Rewrite every item with "instance" swapped for "occurrence", leaving all else unchanged.

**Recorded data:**
____________

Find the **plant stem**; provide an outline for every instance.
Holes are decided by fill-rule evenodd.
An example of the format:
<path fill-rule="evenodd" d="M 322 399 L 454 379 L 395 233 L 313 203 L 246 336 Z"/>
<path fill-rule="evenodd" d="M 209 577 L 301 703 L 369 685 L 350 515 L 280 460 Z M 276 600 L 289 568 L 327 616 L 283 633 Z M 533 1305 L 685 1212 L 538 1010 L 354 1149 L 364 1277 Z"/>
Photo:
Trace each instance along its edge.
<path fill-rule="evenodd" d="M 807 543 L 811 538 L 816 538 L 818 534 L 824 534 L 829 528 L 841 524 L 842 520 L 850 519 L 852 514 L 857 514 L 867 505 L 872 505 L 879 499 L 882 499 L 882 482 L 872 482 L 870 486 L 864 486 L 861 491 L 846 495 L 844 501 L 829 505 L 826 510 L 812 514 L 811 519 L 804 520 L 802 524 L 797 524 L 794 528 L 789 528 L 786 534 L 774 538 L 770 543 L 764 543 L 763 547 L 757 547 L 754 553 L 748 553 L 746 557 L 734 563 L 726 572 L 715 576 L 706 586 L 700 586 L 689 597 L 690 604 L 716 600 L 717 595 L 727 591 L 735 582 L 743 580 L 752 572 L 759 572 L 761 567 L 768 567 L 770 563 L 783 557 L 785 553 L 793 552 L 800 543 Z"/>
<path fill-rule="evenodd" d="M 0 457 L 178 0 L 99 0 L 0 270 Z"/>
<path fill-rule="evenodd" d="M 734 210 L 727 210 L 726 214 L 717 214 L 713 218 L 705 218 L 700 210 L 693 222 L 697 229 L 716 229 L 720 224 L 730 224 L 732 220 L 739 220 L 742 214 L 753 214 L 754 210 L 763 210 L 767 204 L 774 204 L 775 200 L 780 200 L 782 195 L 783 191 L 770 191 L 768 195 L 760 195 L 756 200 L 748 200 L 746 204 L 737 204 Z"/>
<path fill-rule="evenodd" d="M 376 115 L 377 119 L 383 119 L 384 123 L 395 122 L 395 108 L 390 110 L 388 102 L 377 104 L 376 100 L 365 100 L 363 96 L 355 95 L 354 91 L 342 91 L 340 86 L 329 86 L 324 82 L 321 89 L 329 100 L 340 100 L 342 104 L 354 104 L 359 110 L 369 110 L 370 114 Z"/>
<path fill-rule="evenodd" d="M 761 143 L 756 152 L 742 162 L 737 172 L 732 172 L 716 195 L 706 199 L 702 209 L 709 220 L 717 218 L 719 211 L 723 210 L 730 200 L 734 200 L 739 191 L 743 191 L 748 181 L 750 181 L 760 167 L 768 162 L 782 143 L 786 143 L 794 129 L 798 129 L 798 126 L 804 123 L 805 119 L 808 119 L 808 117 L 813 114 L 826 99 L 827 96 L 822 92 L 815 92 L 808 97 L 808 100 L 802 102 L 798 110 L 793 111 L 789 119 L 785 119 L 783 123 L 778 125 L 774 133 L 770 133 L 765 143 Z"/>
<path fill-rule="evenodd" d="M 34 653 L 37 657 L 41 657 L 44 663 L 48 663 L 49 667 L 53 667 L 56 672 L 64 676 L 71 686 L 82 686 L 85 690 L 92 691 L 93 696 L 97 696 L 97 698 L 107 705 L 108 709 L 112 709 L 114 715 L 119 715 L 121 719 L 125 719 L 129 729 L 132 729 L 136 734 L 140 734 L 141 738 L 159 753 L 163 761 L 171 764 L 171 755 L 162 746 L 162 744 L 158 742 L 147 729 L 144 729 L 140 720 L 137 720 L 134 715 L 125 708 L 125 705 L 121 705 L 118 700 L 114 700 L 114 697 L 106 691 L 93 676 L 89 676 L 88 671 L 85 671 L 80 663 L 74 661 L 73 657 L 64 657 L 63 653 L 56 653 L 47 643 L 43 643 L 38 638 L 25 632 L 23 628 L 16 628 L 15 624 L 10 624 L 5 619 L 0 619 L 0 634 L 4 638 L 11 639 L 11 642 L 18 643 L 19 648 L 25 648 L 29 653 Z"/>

____________

**Task response:**
Find the **plant stem**; provide an outline for every occurrence.
Holes are decided by fill-rule evenodd.
An example of the format:
<path fill-rule="evenodd" d="M 322 399 L 454 379 L 395 233 L 313 203 L 246 336 Z"/>
<path fill-rule="evenodd" d="M 209 577 L 301 703 L 369 685 L 350 515 L 280 460 Z M 276 600 L 289 568 L 327 616 L 283 633 Z M 533 1305 L 685 1212 L 538 1010 L 354 1149 L 364 1277 Z"/>
Photo:
Trace each occurrence along its edge.
<path fill-rule="evenodd" d="M 807 543 L 811 538 L 816 538 L 818 534 L 824 534 L 829 528 L 841 524 L 842 520 L 850 519 L 852 514 L 857 514 L 867 505 L 872 505 L 879 499 L 882 499 L 882 482 L 872 482 L 870 486 L 864 486 L 861 491 L 846 495 L 844 501 L 829 505 L 826 510 L 812 514 L 811 519 L 804 520 L 802 524 L 797 524 L 794 528 L 789 528 L 786 534 L 774 538 L 770 543 L 764 543 L 763 547 L 757 547 L 754 553 L 748 553 L 746 557 L 734 563 L 726 572 L 715 576 L 706 586 L 700 586 L 689 597 L 690 604 L 716 600 L 717 595 L 727 591 L 735 582 L 743 580 L 752 572 L 759 572 L 761 567 L 768 567 L 770 563 L 783 557 L 785 553 L 793 552 L 800 543 Z"/>
<path fill-rule="evenodd" d="M 0 457 L 178 0 L 99 0 L 0 270 Z"/>
<path fill-rule="evenodd" d="M 734 210 L 727 210 L 726 214 L 717 214 L 713 218 L 705 218 L 700 210 L 693 222 L 697 229 L 716 229 L 720 224 L 730 224 L 732 220 L 739 220 L 742 214 L 753 214 L 754 210 L 763 210 L 767 204 L 774 204 L 775 200 L 780 200 L 782 195 L 783 191 L 770 191 L 768 195 L 760 195 L 756 200 L 748 200 L 746 204 L 737 204 Z"/>
<path fill-rule="evenodd" d="M 376 115 L 377 119 L 383 119 L 384 123 L 395 122 L 395 108 L 390 110 L 388 102 L 377 104 L 376 100 L 365 100 L 363 96 L 355 95 L 354 91 L 342 91 L 340 86 L 329 86 L 324 82 L 321 89 L 329 100 L 340 100 L 342 104 L 354 104 L 359 110 L 369 110 L 370 114 Z"/>
<path fill-rule="evenodd" d="M 761 143 L 756 152 L 742 162 L 737 172 L 732 172 L 716 195 L 706 199 L 702 209 L 709 220 L 717 218 L 719 211 L 723 210 L 730 200 L 734 200 L 739 191 L 743 191 L 748 181 L 750 181 L 760 167 L 768 162 L 782 143 L 786 143 L 794 129 L 798 129 L 798 126 L 804 123 L 805 119 L 808 119 L 808 117 L 813 114 L 826 99 L 827 96 L 822 92 L 815 92 L 808 97 L 808 100 L 802 102 L 798 110 L 793 111 L 789 119 L 785 119 L 783 123 L 778 125 L 774 133 L 770 133 L 765 143 Z"/>
<path fill-rule="evenodd" d="M 34 653 L 37 657 L 41 657 L 44 663 L 48 663 L 49 667 L 53 667 L 56 672 L 64 676 L 71 686 L 82 686 L 85 690 L 92 691 L 93 696 L 97 696 L 97 698 L 107 705 L 108 709 L 112 709 L 114 715 L 119 715 L 121 719 L 125 719 L 129 729 L 132 729 L 136 734 L 140 734 L 141 738 L 159 753 L 163 761 L 171 764 L 171 755 L 162 746 L 162 744 L 158 742 L 147 729 L 144 729 L 140 720 L 137 720 L 134 715 L 125 708 L 125 705 L 121 705 L 118 700 L 114 700 L 114 697 L 106 691 L 93 676 L 89 676 L 88 671 L 85 671 L 80 663 L 74 661 L 73 657 L 64 657 L 63 653 L 56 653 L 47 643 L 43 643 L 38 638 L 25 632 L 23 628 L 16 628 L 15 624 L 10 624 L 5 619 L 0 619 L 0 634 L 4 638 L 11 639 L 11 642 L 18 643 L 19 648 L 25 648 L 29 653 Z"/>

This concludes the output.